→ **DIRECTIONS**
Your task is to find every line of the data that holds the string "mask" and copy it.
------
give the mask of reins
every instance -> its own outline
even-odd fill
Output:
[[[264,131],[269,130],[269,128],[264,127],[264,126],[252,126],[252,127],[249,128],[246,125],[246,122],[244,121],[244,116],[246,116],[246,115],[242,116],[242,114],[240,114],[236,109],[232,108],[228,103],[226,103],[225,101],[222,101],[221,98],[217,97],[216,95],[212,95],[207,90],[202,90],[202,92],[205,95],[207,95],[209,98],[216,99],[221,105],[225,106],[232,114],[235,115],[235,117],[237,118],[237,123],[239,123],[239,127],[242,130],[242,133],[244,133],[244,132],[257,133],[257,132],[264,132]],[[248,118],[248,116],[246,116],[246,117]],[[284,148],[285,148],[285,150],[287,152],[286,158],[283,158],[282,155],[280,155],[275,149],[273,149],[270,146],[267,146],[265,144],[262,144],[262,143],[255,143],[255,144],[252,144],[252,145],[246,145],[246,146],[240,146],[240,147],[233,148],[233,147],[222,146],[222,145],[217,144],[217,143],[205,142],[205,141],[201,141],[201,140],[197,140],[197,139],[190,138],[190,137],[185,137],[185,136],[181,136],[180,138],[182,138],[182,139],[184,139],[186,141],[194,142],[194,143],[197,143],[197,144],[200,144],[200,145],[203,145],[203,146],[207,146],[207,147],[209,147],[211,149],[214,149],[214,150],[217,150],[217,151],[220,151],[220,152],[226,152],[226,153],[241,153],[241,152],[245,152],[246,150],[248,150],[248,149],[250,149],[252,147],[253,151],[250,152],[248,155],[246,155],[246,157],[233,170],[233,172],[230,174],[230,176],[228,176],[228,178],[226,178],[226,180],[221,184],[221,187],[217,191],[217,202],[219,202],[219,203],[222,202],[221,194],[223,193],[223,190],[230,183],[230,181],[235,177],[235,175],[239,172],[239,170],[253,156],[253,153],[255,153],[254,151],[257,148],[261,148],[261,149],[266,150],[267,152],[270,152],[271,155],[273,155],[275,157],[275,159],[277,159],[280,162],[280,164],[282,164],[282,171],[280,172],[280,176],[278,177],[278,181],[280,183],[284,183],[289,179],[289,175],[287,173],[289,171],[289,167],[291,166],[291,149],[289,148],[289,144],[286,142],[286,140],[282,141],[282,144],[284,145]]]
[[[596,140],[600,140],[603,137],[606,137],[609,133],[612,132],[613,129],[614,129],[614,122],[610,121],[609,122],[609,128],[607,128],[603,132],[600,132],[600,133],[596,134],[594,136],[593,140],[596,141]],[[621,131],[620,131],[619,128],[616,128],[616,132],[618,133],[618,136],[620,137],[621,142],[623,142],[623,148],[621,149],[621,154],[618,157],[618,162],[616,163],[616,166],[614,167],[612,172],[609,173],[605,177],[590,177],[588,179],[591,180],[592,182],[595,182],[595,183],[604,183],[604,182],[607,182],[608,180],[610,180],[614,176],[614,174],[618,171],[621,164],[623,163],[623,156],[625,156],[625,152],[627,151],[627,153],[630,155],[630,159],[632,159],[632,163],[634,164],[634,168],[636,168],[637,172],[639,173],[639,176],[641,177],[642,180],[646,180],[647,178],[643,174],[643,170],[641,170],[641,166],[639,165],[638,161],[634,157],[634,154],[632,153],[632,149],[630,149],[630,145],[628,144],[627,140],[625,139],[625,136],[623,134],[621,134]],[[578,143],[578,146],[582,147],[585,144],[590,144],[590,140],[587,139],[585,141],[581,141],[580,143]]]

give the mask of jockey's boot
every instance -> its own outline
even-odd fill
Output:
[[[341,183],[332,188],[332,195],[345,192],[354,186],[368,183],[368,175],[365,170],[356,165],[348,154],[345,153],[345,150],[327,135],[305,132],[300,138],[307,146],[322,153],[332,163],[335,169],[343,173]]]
------
→ **EXERCISE SOLUTION**
give the mask of reins
give the mask of jockey's boot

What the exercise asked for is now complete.